Point annotation records:
↓↓↓

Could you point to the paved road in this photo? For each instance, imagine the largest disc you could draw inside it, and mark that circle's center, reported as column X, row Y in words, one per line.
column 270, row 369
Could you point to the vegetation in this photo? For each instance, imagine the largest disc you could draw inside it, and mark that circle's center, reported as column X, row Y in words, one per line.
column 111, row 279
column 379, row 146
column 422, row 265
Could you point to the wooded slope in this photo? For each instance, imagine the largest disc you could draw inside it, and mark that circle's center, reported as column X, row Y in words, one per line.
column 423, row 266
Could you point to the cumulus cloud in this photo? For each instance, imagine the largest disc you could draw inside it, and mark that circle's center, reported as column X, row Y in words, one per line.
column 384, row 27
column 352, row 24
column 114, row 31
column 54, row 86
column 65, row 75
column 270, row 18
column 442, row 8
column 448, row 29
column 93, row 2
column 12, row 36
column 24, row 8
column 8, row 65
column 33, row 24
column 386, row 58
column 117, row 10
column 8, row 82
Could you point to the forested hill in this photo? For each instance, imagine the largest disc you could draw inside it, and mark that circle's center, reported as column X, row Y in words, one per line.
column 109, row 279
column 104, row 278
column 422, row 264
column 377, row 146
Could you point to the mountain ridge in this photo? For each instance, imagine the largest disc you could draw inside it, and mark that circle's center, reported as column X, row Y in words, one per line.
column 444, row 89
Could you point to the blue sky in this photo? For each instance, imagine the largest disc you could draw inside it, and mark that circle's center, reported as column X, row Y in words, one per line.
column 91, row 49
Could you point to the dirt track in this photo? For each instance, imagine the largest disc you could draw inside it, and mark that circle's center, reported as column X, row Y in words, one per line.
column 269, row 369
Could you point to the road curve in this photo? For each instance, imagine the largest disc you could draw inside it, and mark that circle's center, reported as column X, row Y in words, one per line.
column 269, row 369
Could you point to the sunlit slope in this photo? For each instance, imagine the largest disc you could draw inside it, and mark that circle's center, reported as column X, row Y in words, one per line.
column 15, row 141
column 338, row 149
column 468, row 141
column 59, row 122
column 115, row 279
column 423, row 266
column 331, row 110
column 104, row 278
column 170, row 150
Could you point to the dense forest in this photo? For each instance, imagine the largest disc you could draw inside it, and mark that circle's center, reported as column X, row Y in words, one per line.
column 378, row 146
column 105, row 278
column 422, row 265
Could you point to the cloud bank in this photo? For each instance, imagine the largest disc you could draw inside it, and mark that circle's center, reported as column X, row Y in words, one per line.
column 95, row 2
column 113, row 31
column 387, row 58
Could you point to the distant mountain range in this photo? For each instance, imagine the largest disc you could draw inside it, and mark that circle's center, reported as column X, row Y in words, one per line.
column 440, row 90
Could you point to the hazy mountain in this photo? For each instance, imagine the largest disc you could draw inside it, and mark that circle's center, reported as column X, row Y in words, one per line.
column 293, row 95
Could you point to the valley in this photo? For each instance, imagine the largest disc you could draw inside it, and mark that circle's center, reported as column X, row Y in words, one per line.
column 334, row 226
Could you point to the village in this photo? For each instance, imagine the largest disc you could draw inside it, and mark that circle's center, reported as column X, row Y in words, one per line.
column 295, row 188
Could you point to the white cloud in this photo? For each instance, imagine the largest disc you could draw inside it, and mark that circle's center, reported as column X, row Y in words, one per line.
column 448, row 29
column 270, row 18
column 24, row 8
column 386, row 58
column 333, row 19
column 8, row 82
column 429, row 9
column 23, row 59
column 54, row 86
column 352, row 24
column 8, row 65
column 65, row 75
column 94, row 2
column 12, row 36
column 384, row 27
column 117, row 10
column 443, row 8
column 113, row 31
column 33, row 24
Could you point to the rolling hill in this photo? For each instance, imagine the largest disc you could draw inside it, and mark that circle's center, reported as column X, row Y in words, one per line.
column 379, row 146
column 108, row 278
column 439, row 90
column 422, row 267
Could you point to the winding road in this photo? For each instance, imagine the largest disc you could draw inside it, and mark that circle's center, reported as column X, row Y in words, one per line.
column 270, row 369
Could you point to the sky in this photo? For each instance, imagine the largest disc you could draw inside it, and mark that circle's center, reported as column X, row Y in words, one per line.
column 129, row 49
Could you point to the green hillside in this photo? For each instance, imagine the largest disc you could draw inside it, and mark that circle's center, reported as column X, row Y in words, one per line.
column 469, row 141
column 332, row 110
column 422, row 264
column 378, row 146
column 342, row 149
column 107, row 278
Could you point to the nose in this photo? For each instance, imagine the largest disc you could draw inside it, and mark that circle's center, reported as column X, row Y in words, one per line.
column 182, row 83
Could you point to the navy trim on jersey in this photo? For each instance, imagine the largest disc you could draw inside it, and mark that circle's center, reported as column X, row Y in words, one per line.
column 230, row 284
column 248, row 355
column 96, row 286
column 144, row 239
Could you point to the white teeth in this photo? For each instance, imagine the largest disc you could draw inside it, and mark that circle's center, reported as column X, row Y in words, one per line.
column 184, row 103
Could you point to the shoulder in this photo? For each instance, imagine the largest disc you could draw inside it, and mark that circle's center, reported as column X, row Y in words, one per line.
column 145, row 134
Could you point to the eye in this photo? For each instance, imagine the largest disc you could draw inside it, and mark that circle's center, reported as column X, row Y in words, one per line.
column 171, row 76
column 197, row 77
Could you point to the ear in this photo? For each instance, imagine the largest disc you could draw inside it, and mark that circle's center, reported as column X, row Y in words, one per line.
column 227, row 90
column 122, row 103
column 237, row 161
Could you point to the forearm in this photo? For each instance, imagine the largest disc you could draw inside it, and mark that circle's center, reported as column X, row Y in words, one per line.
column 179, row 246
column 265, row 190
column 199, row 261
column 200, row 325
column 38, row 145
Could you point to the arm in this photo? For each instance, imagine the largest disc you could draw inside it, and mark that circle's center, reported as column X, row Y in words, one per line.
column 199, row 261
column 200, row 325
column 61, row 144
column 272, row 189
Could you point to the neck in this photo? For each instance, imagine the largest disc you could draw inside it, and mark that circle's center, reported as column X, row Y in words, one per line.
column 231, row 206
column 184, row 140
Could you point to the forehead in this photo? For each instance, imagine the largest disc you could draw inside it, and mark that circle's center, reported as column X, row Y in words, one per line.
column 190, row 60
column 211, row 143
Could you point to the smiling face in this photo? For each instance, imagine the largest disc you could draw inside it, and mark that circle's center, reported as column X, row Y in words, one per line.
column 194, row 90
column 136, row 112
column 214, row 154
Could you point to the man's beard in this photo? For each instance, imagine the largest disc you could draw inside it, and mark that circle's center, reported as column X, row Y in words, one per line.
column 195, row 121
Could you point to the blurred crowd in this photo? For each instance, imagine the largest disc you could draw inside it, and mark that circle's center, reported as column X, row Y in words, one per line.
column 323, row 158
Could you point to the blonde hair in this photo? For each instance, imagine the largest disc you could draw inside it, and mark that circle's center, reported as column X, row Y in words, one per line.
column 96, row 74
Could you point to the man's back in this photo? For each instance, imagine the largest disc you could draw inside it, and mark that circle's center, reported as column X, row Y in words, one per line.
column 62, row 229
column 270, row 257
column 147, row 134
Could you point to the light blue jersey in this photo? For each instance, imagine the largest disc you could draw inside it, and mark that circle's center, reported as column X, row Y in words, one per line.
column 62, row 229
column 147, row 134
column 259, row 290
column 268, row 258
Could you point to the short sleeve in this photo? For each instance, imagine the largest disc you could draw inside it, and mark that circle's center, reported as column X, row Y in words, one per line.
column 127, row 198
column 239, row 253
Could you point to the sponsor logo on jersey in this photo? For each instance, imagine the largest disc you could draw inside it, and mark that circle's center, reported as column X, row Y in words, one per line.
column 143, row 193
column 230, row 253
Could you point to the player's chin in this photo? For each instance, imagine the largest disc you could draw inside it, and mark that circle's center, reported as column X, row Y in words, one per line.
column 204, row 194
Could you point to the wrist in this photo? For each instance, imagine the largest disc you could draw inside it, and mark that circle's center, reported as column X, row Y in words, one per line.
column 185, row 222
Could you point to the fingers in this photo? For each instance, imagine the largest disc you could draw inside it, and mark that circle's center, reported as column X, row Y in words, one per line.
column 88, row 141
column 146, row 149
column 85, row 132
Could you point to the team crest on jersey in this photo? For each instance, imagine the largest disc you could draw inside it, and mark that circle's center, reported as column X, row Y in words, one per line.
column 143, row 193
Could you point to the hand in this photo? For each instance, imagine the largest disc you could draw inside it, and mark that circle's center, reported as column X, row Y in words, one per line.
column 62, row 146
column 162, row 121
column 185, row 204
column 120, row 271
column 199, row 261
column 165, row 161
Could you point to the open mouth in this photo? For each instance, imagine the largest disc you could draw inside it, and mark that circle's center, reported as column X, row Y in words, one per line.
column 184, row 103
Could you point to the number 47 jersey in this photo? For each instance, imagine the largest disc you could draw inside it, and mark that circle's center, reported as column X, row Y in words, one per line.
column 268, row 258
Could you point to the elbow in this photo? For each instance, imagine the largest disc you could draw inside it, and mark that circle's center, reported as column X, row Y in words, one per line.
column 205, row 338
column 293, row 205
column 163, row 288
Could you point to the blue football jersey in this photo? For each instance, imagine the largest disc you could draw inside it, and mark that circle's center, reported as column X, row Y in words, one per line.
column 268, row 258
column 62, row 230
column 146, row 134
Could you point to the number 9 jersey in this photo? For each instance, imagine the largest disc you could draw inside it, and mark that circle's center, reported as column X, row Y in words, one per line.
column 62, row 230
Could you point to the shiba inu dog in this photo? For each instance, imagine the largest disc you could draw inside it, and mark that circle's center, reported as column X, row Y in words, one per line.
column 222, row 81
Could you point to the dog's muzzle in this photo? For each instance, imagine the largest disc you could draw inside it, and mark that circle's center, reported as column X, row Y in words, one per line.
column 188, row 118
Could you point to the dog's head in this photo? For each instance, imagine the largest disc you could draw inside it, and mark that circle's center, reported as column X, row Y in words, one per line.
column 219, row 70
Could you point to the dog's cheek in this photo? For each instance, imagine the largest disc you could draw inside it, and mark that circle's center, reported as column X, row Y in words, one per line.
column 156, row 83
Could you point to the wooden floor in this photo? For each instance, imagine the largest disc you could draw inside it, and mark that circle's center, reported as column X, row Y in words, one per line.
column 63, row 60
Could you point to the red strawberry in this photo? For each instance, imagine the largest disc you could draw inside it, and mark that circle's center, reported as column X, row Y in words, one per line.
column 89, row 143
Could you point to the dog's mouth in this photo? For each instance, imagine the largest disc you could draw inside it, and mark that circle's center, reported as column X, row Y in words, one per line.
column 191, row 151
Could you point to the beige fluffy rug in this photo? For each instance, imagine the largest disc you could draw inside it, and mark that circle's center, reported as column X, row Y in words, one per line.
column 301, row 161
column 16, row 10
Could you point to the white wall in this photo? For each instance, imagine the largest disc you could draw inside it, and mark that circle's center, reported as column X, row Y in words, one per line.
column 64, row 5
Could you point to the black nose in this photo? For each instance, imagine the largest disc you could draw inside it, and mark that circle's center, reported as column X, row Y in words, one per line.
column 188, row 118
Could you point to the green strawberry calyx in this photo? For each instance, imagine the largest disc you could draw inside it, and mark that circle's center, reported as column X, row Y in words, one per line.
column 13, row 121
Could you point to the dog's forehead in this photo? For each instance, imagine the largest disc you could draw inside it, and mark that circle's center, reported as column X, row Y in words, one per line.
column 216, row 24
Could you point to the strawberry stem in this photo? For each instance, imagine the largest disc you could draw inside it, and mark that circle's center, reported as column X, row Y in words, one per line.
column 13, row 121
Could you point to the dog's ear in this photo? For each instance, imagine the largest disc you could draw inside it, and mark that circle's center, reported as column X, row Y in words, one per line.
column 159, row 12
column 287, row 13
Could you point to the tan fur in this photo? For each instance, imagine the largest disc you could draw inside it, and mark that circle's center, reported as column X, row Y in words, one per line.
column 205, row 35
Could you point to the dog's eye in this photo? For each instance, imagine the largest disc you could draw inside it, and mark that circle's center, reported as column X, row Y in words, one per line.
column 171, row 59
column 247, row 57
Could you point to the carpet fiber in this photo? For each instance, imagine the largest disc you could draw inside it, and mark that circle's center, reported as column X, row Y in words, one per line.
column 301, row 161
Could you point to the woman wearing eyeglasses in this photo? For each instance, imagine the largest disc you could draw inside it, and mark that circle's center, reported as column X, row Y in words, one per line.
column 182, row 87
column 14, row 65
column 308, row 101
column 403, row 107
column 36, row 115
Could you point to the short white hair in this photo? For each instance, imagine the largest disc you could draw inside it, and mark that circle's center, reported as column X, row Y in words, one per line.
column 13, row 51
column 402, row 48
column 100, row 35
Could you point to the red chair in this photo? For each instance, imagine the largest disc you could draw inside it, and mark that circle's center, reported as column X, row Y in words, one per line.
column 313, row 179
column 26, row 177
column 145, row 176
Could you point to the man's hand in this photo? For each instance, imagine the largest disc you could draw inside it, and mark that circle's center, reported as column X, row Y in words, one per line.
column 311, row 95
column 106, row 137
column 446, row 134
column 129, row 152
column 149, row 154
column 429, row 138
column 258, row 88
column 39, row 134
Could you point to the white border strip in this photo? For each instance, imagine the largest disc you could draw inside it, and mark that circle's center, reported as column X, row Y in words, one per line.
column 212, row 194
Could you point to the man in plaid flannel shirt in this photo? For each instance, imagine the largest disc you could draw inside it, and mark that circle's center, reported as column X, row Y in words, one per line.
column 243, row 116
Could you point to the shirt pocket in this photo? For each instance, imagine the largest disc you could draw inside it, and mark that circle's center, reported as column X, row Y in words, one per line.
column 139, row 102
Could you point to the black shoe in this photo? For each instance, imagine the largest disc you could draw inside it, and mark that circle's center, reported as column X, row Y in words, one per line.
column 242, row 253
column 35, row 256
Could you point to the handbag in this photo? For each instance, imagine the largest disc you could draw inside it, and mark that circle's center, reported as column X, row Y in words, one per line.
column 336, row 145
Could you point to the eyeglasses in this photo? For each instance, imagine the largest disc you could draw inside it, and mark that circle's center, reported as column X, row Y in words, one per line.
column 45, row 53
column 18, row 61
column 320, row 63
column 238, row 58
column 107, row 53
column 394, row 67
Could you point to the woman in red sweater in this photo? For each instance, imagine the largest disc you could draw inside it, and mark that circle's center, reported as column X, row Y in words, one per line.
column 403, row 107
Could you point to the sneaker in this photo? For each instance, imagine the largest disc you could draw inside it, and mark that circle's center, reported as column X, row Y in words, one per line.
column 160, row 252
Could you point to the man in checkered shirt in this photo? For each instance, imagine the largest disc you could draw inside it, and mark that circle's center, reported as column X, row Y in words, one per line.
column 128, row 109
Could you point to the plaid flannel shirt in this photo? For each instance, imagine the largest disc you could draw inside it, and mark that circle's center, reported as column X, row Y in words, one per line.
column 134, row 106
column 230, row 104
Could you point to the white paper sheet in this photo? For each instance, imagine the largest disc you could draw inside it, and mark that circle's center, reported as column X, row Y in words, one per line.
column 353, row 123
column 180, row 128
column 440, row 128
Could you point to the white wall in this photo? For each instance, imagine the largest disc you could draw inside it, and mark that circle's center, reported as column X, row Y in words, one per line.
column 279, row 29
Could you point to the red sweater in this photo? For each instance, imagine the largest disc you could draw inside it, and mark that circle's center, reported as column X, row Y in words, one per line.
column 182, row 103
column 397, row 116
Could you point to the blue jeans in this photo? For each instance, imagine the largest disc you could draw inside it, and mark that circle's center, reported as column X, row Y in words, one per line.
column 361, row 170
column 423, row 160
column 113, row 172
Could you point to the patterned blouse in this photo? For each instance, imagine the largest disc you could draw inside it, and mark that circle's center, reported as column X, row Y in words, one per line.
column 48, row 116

↑↑↑

CHALLENGE> Edit the listing from the line with "Could you point to the man in checkered" to the line with "column 113, row 172" by putting "maroon sweater" in place of "red sweater", leaving all else unchanged, and return only those lines.

RIGHT ANSWER>
Could you point to the man in checkered shirt in this photo? For each instance, imagine the largest disc you could draw inside it, and mark that circle's center, reported as column X, row Y in words, one per line.
column 128, row 109
Could you point to the plaid flannel shirt in this photo? For each instance, imagine the largest disc you could draw inside it, and mark that circle's center, reported as column X, row Y in words, one per line.
column 134, row 106
column 230, row 104
Could you point to the white paper sheet in this photo? For each instance, imagine the largest disc you could draw inside it, and mark that circle's center, reported as column X, row Y in words, one per line.
column 353, row 123
column 180, row 128
column 440, row 128
Could you point to the white wall in this photo? For each instance, imagine the largest disc you could draw inside it, and mark that circle's center, reported as column X, row Y in words, one per line.
column 279, row 29
Could you point to the maroon sweater in this photo? For each instance, imagine the largest disc you could draw inside it, and mark that circle's center, reported as column X, row Y in words, one per line.
column 182, row 103
column 397, row 116
Could you point to the blue jeans in this photo? For each instance, imagine the largest disc you could draw inside it, and mark that circle's center, reported as column X, row Y in words, one per line.
column 361, row 170
column 423, row 160
column 113, row 172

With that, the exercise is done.